■ Request ■
Every line from the one with "Target: white wicker basket" to the end of the data needs to be copied exactly, and no line before it.

# Start of Dataset records

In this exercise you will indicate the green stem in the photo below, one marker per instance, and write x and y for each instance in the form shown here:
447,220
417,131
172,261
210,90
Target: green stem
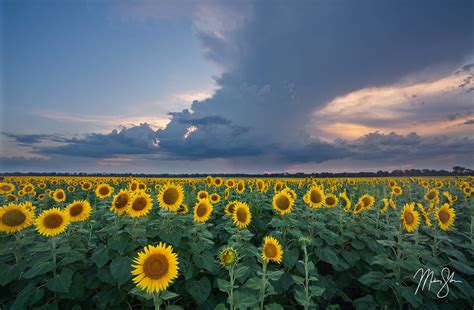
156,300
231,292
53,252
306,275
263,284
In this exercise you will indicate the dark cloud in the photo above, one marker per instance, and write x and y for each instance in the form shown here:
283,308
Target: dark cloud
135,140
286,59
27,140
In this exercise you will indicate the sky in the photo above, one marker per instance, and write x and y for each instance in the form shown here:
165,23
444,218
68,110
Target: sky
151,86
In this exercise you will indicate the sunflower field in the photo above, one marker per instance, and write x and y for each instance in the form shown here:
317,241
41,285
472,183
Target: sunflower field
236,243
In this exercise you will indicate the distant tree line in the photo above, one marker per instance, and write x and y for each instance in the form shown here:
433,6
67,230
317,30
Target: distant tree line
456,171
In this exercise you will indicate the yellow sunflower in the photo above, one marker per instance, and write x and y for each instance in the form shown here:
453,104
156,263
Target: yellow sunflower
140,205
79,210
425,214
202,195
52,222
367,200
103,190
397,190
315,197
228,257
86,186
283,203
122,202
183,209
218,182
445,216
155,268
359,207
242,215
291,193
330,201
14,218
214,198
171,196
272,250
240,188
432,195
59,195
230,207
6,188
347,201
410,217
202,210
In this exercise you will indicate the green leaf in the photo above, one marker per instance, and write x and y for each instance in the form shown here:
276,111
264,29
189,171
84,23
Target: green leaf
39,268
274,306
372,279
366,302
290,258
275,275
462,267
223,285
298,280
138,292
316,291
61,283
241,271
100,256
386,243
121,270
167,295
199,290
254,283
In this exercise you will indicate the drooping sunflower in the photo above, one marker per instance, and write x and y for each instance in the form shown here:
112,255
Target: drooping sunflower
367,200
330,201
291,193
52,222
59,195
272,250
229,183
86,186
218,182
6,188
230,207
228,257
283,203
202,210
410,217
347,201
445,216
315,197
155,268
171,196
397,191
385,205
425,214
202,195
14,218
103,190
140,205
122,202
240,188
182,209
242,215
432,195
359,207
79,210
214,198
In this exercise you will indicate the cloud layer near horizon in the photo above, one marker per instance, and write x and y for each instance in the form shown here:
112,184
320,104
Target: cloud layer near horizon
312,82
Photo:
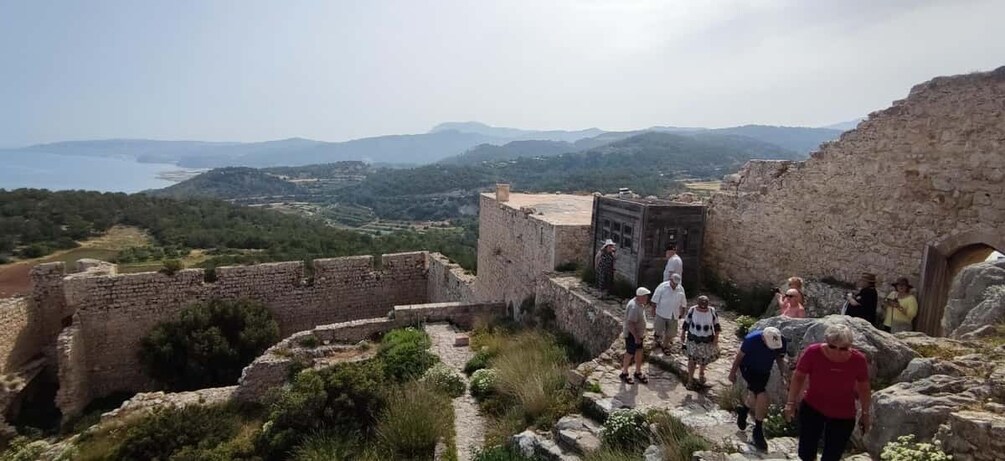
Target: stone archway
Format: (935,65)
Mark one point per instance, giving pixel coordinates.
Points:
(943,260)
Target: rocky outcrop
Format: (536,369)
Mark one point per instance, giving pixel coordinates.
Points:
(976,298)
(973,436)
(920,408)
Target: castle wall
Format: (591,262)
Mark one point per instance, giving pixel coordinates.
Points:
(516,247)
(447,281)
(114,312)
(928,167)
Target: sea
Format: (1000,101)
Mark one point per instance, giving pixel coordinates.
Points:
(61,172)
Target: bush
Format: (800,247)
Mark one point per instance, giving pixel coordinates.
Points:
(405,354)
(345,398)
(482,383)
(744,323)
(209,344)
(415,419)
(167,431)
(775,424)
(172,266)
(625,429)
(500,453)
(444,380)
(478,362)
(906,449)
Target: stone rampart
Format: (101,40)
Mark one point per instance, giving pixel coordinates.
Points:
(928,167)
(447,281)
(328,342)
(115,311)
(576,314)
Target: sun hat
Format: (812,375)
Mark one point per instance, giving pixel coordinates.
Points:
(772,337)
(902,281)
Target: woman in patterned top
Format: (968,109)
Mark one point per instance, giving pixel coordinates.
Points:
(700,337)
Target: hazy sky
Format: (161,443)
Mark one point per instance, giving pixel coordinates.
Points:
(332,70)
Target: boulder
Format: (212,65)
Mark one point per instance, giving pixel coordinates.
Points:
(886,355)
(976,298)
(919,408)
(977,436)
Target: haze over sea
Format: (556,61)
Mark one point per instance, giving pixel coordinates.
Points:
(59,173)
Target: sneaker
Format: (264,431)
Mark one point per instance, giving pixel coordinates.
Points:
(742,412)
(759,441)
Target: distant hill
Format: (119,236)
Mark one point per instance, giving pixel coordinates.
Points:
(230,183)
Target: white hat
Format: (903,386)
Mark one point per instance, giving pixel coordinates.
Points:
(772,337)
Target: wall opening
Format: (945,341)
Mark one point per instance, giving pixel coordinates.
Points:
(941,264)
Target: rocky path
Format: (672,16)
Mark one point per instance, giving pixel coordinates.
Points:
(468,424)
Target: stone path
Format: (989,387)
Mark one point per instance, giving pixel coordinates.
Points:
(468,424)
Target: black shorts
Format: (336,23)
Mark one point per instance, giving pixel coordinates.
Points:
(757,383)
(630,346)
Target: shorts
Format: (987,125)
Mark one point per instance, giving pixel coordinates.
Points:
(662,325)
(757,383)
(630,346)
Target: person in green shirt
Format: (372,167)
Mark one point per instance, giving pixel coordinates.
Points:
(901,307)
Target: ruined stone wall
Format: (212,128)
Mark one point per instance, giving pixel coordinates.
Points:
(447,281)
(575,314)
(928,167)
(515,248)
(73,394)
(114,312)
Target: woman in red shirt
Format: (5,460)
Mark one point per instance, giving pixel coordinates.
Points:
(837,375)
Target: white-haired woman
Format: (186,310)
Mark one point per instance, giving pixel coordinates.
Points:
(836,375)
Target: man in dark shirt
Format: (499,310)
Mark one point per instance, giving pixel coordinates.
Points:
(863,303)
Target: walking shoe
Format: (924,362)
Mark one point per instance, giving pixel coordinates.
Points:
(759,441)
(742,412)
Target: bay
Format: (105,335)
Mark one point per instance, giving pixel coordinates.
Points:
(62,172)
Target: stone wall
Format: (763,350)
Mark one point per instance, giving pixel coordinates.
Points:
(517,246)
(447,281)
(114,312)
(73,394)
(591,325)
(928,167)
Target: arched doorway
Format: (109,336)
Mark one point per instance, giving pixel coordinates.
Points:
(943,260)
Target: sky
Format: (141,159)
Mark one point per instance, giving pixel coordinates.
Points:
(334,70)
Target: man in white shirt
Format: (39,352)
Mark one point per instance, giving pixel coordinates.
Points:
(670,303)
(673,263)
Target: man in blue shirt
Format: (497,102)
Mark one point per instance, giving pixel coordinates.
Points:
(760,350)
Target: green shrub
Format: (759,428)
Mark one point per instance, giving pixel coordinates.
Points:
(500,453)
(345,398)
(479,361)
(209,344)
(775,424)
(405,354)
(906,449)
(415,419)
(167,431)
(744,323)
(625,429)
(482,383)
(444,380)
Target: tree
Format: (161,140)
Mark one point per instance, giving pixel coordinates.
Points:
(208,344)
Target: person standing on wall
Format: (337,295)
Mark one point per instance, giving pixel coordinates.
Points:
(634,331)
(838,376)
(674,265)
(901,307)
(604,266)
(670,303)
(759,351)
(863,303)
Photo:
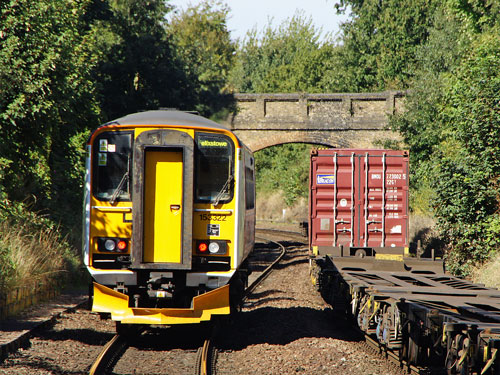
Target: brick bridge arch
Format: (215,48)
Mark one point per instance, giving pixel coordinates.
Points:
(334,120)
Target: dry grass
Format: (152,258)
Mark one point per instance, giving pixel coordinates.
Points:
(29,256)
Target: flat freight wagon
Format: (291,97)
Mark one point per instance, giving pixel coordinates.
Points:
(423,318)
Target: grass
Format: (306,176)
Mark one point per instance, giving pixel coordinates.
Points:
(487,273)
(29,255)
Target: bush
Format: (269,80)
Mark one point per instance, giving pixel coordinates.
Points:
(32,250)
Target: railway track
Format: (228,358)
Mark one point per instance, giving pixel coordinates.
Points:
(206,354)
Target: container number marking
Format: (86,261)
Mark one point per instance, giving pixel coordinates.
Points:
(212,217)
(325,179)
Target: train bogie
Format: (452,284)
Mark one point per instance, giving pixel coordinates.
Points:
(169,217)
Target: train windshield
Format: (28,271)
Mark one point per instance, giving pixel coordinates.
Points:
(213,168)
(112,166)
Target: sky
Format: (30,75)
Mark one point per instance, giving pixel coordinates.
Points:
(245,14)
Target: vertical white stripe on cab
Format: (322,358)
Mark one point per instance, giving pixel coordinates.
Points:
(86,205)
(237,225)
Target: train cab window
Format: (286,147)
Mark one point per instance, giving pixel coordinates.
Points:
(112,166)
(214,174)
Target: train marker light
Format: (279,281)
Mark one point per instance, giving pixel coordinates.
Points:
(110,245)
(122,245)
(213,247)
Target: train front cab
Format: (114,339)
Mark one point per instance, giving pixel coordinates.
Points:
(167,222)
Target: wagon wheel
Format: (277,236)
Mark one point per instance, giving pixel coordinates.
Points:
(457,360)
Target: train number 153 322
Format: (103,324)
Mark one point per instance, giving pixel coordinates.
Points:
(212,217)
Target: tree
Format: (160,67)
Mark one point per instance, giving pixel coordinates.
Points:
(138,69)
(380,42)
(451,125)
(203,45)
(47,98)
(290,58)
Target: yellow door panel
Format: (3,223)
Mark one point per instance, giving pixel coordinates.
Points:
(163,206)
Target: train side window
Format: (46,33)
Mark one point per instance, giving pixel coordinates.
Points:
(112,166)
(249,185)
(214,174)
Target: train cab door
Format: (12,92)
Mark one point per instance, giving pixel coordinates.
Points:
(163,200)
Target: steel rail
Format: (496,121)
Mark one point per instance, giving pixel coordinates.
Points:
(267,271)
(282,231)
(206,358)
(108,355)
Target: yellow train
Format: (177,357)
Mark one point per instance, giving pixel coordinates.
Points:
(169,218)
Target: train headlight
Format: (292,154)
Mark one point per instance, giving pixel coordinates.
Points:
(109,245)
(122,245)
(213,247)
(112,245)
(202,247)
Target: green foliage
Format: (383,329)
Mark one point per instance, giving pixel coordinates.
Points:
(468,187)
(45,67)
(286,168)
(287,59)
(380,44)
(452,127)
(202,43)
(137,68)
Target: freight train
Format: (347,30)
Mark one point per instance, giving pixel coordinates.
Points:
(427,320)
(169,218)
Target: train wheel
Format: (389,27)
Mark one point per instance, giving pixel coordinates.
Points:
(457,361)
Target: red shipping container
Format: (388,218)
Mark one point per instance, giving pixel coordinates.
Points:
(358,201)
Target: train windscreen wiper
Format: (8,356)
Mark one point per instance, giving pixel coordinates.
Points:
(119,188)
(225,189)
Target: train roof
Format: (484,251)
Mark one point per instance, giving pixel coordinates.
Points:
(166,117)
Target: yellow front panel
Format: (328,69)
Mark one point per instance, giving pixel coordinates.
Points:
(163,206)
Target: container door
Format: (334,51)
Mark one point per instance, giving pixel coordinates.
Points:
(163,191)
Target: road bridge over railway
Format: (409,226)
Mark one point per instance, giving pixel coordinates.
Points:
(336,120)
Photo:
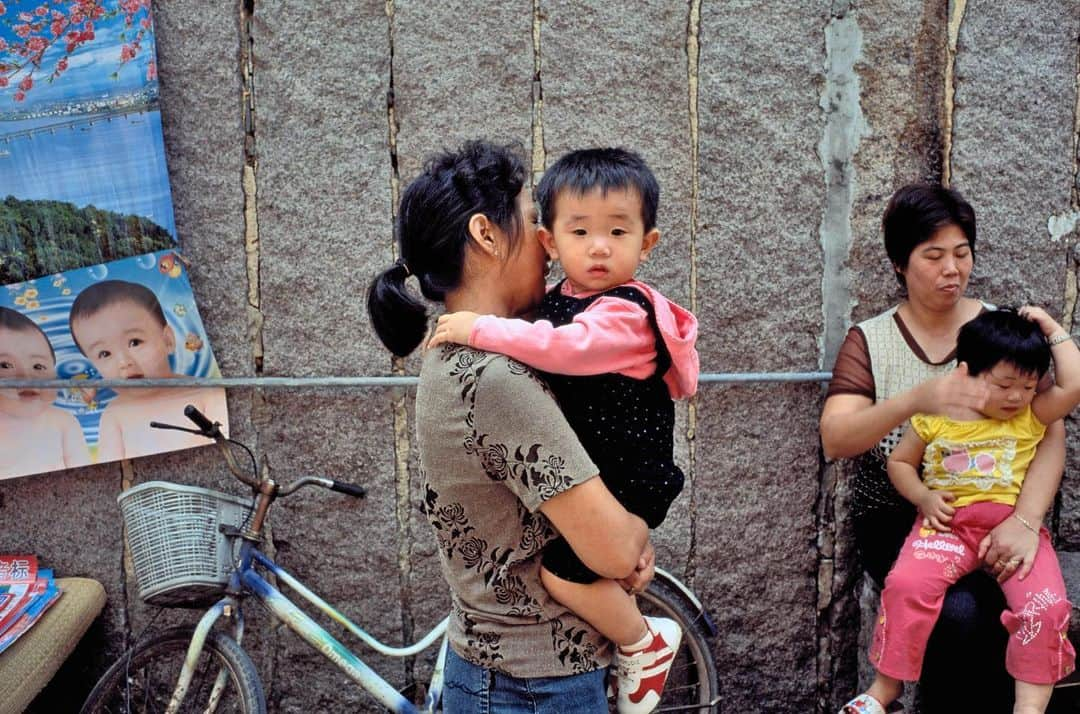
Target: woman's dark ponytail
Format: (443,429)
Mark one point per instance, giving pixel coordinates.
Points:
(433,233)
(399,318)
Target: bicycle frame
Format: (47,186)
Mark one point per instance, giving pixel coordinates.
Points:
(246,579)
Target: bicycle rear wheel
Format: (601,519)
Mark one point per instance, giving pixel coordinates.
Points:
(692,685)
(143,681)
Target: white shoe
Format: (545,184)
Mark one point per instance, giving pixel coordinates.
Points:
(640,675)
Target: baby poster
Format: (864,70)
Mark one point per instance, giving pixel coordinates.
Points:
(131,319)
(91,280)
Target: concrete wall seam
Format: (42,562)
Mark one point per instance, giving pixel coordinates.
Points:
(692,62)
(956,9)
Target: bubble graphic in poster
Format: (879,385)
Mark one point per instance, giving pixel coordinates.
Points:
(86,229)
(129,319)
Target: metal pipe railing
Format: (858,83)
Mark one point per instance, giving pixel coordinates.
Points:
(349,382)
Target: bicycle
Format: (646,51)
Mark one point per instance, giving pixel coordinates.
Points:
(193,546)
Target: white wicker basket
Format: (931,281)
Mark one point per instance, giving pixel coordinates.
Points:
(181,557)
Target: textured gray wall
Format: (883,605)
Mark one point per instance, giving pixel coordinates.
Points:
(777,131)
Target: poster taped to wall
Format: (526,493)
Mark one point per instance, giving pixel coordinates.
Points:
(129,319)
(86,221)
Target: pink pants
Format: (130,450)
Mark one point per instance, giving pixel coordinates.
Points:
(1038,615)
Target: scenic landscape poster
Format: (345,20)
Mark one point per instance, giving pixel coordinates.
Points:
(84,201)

# End of Dataset records

■ Written response ■
Target: white wicker basket
Format: (931,281)
Mark one point per instance, giving pixel coordinates.
Points:
(181,557)
Target: textured gray wall
Format: (883,605)
Mark one point per instance, giving pixel coordinates.
Points:
(777,131)
Target: poster taped to wall
Format: (526,493)
Mark one point per instance, giving pixel coordinates.
Points:
(129,319)
(86,221)
Target: pink pants
Format: (130,450)
Mark one point per instance, giving pixel coordinates.
Points:
(1038,615)
Target: scenic landscape poster
Format: (345,20)
Mark one point per instance, giving pixel coordinates.
Points:
(84,201)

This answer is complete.